Stored items
◆ ◆ ◆

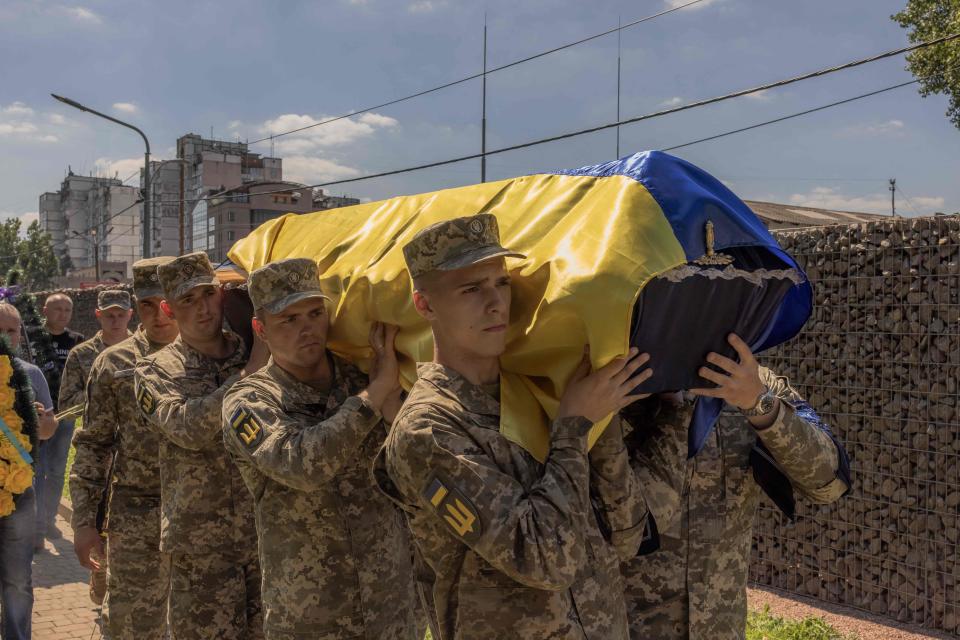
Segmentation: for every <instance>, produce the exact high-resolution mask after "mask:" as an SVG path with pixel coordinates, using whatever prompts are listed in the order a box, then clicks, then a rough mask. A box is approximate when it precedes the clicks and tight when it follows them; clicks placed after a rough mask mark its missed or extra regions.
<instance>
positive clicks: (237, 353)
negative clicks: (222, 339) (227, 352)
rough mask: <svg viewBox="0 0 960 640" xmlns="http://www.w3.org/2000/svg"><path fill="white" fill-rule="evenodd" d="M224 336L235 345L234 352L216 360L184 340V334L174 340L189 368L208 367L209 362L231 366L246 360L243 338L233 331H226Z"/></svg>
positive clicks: (184, 363) (235, 364) (229, 366)
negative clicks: (195, 348)
mask: <svg viewBox="0 0 960 640" xmlns="http://www.w3.org/2000/svg"><path fill="white" fill-rule="evenodd" d="M223 334H224V336H226V338H227V340H228V341H229V342H230V344H232V345H233V346H234V349H233V352H232V353H231V354H230V355H229V356H227V358H226V359H225V360H214V359H213V358H211V357H210V356H207V355H204V354H202V353H200V352H199V351H197V350H196V349H194V348H193V347H191V346H190V345H188V344H187V343H186V342H184V341H183V337H182V336H177V339H176V340H174V341H173V344H174V345H176V348H177V349H179V350H180V352H181V353H182V354H183V364H184V366H185V367H187V368H206V367H207V366H208V365H209V363H211V362H216V363H217V364H218V365H219V366H220V367H221V368H226V367H230V366H233V365H236V364H238V363H239V364H244V363H245V362H246V358H247V356H246V349H245V348H244V346H243V344H244V343H243V340H242V339H241V338H240V336H238V335H237V334H235V333H234V332H232V331H224V332H223Z"/></svg>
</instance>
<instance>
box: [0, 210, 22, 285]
mask: <svg viewBox="0 0 960 640" xmlns="http://www.w3.org/2000/svg"><path fill="white" fill-rule="evenodd" d="M19 247H20V219H19V218H7V219H6V220H4V221H3V222H0V273H6V272H7V271H9V270H10V269H11V268H12V267H13V266H14V265H15V264H17V256H18V255H19V253H18V251H17V250H18V249H19Z"/></svg>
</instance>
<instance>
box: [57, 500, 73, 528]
mask: <svg viewBox="0 0 960 640" xmlns="http://www.w3.org/2000/svg"><path fill="white" fill-rule="evenodd" d="M57 515H58V516H60V517H61V518H63V519H64V520H66V521H67V524H70V519H71V518H72V517H73V503H72V502H70V501H69V500H67V499H66V498H61V499H60V504H59V505H58V506H57Z"/></svg>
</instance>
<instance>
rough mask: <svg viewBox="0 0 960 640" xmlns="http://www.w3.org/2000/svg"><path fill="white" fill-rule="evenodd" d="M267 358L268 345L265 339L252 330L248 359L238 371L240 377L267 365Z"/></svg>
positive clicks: (264, 366) (267, 360) (267, 358)
mask: <svg viewBox="0 0 960 640" xmlns="http://www.w3.org/2000/svg"><path fill="white" fill-rule="evenodd" d="M268 360H270V347H268V346H267V343H266V341H265V340H263V339H262V338H261V337H260V336H258V335H257V334H256V332H254V333H253V348H252V349H251V350H250V359H249V360H247V364H246V366H244V368H243V371H241V372H240V377H241V378H246V377H247V376H248V375H250V374H251V373H254V372H255V371H258V370H260V369H262V368H263V367H265V366H266V365H267V361H268Z"/></svg>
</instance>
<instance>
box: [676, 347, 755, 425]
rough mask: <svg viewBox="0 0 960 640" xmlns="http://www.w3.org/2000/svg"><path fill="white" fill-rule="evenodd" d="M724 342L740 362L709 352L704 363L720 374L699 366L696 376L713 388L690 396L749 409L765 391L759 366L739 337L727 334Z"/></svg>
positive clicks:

◆ ◆ ◆

Find each line in the items above that contains the word "clicks", and copy those lines out in full.

Segmentation: for every <instance>, produce the exact high-resolution mask after "mask:" as an SVG path with pixel coordinates, using whatever prompts are listed in the order a box, then clicks, then a rough mask. A box is approximate when it precedes the clicks and tight when it follows them; clicks placed after a rough mask mark its missed or extra regions.
positive clicks: (237, 353)
negative clicks: (222, 339) (227, 352)
positive clicks: (184, 363) (235, 364) (229, 366)
negative clicks: (195, 348)
positive clicks: (264, 366) (267, 360) (267, 358)
positive clicks:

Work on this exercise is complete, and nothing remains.